**Exercise details**
Render each line of the items below as a JSON list of strings, one string per line, with blank lines left out.

--- START OF Listing ---

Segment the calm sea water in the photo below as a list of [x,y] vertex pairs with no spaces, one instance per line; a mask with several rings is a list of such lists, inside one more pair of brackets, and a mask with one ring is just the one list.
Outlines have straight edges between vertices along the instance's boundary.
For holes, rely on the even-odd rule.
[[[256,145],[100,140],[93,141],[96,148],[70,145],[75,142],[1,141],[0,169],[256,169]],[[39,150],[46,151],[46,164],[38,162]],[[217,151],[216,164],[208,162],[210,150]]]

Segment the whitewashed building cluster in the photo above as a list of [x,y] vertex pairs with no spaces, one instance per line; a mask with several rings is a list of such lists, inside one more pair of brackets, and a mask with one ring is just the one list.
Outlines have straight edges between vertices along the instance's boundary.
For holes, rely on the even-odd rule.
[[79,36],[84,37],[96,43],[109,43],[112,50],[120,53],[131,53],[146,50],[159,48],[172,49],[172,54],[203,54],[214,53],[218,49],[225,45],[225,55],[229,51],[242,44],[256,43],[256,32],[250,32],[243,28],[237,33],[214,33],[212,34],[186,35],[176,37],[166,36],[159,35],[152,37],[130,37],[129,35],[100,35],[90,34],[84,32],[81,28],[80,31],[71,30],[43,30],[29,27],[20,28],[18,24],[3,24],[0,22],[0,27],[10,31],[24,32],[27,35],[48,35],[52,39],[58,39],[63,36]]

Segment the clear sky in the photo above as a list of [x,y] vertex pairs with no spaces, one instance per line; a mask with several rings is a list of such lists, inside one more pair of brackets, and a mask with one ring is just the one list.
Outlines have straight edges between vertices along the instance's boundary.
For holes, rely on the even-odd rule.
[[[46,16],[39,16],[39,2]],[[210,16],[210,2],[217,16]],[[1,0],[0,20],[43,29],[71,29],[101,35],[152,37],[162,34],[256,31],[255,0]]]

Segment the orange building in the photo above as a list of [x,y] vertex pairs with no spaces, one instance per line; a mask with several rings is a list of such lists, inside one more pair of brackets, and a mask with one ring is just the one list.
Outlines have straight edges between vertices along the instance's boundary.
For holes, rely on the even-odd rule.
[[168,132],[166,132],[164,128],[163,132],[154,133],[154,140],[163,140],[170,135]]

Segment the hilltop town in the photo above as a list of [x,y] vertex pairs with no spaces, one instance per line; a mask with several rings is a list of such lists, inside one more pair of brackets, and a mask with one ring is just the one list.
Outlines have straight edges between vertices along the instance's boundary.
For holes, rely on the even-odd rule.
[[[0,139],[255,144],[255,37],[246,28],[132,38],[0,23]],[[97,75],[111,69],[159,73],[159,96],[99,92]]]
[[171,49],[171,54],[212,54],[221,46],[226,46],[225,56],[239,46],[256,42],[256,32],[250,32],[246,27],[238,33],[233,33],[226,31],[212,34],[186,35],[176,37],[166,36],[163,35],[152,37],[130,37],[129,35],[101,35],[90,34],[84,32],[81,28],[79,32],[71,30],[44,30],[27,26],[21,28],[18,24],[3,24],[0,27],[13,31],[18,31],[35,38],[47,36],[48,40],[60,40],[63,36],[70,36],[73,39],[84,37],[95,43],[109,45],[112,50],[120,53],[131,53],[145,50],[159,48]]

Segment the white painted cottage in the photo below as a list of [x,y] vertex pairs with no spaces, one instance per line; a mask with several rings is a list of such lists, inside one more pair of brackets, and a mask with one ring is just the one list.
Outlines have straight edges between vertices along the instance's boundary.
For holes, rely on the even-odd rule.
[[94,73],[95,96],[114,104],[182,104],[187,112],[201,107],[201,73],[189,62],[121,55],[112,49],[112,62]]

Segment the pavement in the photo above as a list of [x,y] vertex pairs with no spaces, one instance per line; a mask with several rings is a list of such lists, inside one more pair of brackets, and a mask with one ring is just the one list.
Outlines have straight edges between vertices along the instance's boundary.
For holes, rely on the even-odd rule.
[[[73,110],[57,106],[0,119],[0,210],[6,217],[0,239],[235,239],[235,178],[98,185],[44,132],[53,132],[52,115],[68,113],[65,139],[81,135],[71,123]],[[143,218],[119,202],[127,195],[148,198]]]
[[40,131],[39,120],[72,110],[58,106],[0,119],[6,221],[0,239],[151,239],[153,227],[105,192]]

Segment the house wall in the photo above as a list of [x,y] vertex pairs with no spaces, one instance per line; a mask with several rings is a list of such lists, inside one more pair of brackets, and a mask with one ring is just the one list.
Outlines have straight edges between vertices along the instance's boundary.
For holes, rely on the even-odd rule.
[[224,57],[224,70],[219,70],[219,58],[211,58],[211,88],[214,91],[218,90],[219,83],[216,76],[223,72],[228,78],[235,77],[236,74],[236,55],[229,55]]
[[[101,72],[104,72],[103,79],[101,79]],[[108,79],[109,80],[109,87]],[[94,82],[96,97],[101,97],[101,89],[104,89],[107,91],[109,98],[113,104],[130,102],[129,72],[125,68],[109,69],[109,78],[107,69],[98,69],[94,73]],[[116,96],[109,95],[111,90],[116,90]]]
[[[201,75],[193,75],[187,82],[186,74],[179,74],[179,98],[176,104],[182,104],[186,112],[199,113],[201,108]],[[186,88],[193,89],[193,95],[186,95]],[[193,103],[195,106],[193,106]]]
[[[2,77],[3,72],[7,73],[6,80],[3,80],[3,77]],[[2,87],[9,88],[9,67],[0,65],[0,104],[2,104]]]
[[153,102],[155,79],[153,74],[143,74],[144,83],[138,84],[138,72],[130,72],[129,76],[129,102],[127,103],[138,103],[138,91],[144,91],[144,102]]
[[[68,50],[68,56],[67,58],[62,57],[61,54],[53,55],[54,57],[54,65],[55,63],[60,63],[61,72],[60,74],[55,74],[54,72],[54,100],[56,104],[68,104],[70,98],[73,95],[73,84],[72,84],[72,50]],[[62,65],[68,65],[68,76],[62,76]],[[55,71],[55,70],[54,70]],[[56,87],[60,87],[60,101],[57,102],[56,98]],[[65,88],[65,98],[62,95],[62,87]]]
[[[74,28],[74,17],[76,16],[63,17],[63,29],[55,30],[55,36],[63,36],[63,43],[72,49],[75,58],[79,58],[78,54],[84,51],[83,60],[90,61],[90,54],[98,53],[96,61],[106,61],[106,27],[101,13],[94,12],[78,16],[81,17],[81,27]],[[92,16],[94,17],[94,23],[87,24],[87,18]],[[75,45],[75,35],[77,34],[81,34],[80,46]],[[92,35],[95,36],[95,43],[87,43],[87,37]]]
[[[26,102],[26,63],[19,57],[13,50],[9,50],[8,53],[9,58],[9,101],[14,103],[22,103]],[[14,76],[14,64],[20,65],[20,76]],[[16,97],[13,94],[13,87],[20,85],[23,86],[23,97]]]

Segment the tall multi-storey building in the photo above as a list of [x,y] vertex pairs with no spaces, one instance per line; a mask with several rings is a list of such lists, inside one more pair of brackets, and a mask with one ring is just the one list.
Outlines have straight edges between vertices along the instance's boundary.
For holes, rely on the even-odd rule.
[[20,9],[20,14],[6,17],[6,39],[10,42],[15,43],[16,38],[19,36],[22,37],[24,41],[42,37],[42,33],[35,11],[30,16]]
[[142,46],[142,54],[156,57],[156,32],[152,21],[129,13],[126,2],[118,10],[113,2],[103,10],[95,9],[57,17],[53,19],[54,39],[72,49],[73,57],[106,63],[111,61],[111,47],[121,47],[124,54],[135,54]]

--- END OF Listing ---

**Exercise result**
[
  "Segment the calm sea water in the photo below as a list of [x,y] vertex pairs with no spaces, one instance per line; a mask with several rings is a list of such lists, inside one more pair of brackets, and a mask with one ring is just the one list.",
  "Outlines have straight edges between vertices along the instance's boundary.",
  "For holes, rely on the even-odd rule.",
  "[[[256,145],[100,140],[93,141],[96,148],[70,145],[75,142],[1,141],[0,169],[256,169]],[[39,150],[46,151],[46,164],[38,162]],[[217,151],[216,164],[208,162],[210,150]]]",
  "Segment the whitewashed building cluster in the photo above as a list of [x,y] vertex pairs with no spaces, one instance per line; a mask with several rings is a list of such lists, inside one more pair of brackets, and a mask with one ring is just the one list.",
  "Outlines have straight edges between vertices along the instance's boundary.",
  "For holes, rely on the even-odd rule.",
  "[[79,36],[84,37],[96,43],[109,43],[112,50],[120,53],[131,53],[146,50],[159,48],[172,49],[172,54],[203,54],[214,53],[218,49],[225,45],[225,55],[229,51],[242,44],[256,43],[256,32],[250,32],[243,28],[237,33],[214,33],[212,34],[186,35],[176,37],[166,36],[159,35],[152,37],[130,37],[129,35],[100,35],[90,34],[84,32],[81,28],[80,31],[71,30],[43,30],[29,27],[20,28],[18,24],[3,24],[0,22],[0,27],[10,31],[24,32],[27,35],[48,35],[52,39],[58,39],[63,36]]",
  "Segment the clear sky in the photo above as a list of [x,y] vertex pairs with no spaces, one instance per line; a mask with several rings is a list of such lists, inside one more pair of brackets, and a mask with one ring is just the one list.",
  "Outlines have straight edges between vertices along the instance's boundary.",
  "For holes, rely on the even-odd rule.",
  "[[[46,16],[39,16],[39,2]],[[210,16],[210,2],[217,16]],[[1,0],[0,20],[43,29],[71,29],[101,35],[152,37],[162,34],[256,31],[255,0]]]",
  "Segment the orange building in the photo above as a list of [x,y] vertex pairs with no spaces, one instance per line; a mask with several rings is a list of such lists, inside one more pair of brackets, and a mask with one ring is just the one list.",
  "Outlines have straight edges between vertices along the instance's boundary.",
  "For holes, rely on the even-odd rule.",
  "[[168,132],[166,132],[164,128],[163,132],[154,133],[154,140],[163,140],[170,135]]",
  "Segment the hilltop town in the photo above as a list of [x,y] vertex pairs with no spaces, one instance per line; a mask with several rings is a list of such lists, inside one more pair of brackets, and a mask with one ring is just the one list.",
  "Outlines have straight edges between vertices along the instance's boundary.",
  "For holes, rely on the even-odd rule.",
  "[[[0,139],[255,144],[255,37],[246,28],[132,38],[0,23]],[[97,75],[111,69],[159,73],[159,96],[99,92]]]",
  "[[171,49],[171,54],[212,54],[221,46],[226,46],[225,56],[239,46],[256,42],[256,32],[250,32],[246,27],[238,33],[233,33],[226,31],[212,34],[186,35],[176,37],[166,36],[163,35],[152,37],[130,37],[129,35],[101,35],[90,34],[84,32],[81,28],[79,32],[71,30],[44,30],[27,26],[21,28],[18,24],[3,24],[0,27],[13,31],[18,31],[35,38],[47,36],[48,40],[60,40],[63,36],[70,36],[73,39],[84,37],[95,43],[109,45],[112,50],[120,53],[131,53],[145,50],[159,48]]",
  "Segment the white painted cottage in the photo below as a list of [x,y] vertex pairs with no spaces, one instance per line; a mask with several rings is a list of such lists, inside one more pair of brackets, and a mask with one ring is just the one list.",
  "Outlines have straight edges between vertices along the instance's boundary.",
  "For holes, rely on the even-odd rule.",
  "[[94,73],[95,96],[114,104],[182,104],[187,112],[201,107],[201,73],[189,62],[121,55],[112,49],[112,62]]",
  "Segment the pavement in the photo above as a list of [x,y] vertex pairs with no spaces, one instance per line; a mask with several rings is a list of such lists, inside one more pair of brackets, and a mask with one ring is just the one list.",
  "Outlines have straight edges between vertices along the instance's boundary.",
  "For holes, rely on the even-odd rule.",
  "[[[73,110],[57,106],[0,119],[0,210],[6,217],[0,239],[235,239],[235,178],[98,185],[44,132],[53,132],[52,115],[68,113],[65,139],[81,135],[71,123]],[[143,218],[119,202],[127,195],[148,198]]]",
  "[[40,131],[39,120],[72,110],[58,106],[0,119],[6,221],[0,239],[151,239],[153,227],[105,192]]",
  "Segment the house wall in the photo above as a list of [x,y] vertex pairs with no spaces, one instance per line; a mask with several rings is a list of such lists, inside one more pair of brackets, and a mask with one ring is just the one list.",
  "Outlines have straight edges between vertices along the instance's boundary.",
  "For holes, rely on the even-odd rule.",
  "[[224,57],[224,70],[219,70],[219,58],[211,58],[211,88],[214,91],[218,90],[219,83],[216,76],[223,72],[228,78],[235,77],[236,74],[236,55],[229,55]]",
  "[[[101,72],[104,72],[103,79],[101,79]],[[108,79],[109,80],[109,87]],[[94,82],[96,97],[101,97],[101,89],[104,89],[107,91],[109,98],[113,104],[130,102],[129,72],[125,68],[109,69],[109,78],[107,69],[98,69],[94,73]],[[116,96],[109,95],[111,90],[116,90]]]",
  "[[[201,75],[193,75],[187,82],[186,74],[179,74],[179,98],[176,104],[182,104],[186,112],[199,113],[201,108]],[[186,88],[193,89],[193,95],[186,95]],[[193,103],[195,106],[193,106]]]",
  "[[[2,77],[3,72],[7,73],[6,80],[3,80],[3,77]],[[2,87],[9,88],[9,67],[0,65],[0,104],[2,104]]]",
  "[[153,102],[155,79],[153,74],[143,74],[144,83],[138,84],[138,72],[130,72],[129,76],[129,102],[127,103],[138,103],[138,91],[144,91],[144,102]]",
  "[[[68,50],[68,56],[67,58],[62,57],[61,54],[53,55],[54,57],[54,65],[55,63],[60,63],[61,72],[60,74],[55,74],[54,72],[54,100],[56,104],[68,104],[70,98],[73,95],[73,84],[72,84],[72,50]],[[62,65],[68,65],[68,76],[62,76]],[[55,71],[55,70],[54,70]],[[56,87],[60,87],[60,101],[57,102],[56,98]],[[65,88],[65,98],[62,95],[62,87]]]",
  "[[[74,28],[74,17],[76,16],[63,17],[63,29],[55,30],[55,36],[63,36],[63,43],[72,49],[75,58],[79,58],[78,54],[84,51],[83,60],[90,61],[90,54],[98,53],[96,61],[106,61],[106,27],[101,13],[94,12],[78,16],[81,17],[81,27]],[[92,16],[94,17],[94,23],[87,24],[87,18]],[[75,45],[75,35],[77,34],[81,34],[80,46]],[[92,35],[95,36],[95,43],[87,43],[87,37]]]",
  "[[[26,102],[26,63],[19,57],[13,50],[9,50],[8,53],[9,58],[9,101],[14,103],[22,103]],[[14,76],[14,64],[20,65],[20,76]],[[16,97],[13,94],[13,87],[20,85],[23,86],[23,97]]]",
  "Segment the tall multi-storey building in the photo above as a list of [x,y] vertex pairs with no spaces, one instance per line; a mask with several rings is a list of such lists, inside one more pair of brackets, and a mask with one ring is just the one list.",
  "Outlines have straight edges between vertices along the instance's boundary.",
  "For holes, rely on the even-odd rule.",
  "[[20,9],[20,14],[6,17],[6,39],[10,42],[15,43],[16,38],[19,36],[22,37],[24,41],[42,37],[42,33],[35,11],[30,16]]",
  "[[142,46],[142,54],[156,57],[156,32],[152,21],[129,13],[126,2],[118,10],[113,2],[103,10],[95,9],[57,17],[53,19],[54,39],[72,49],[73,57],[106,63],[111,61],[111,47],[121,47],[124,54],[135,54]]"
]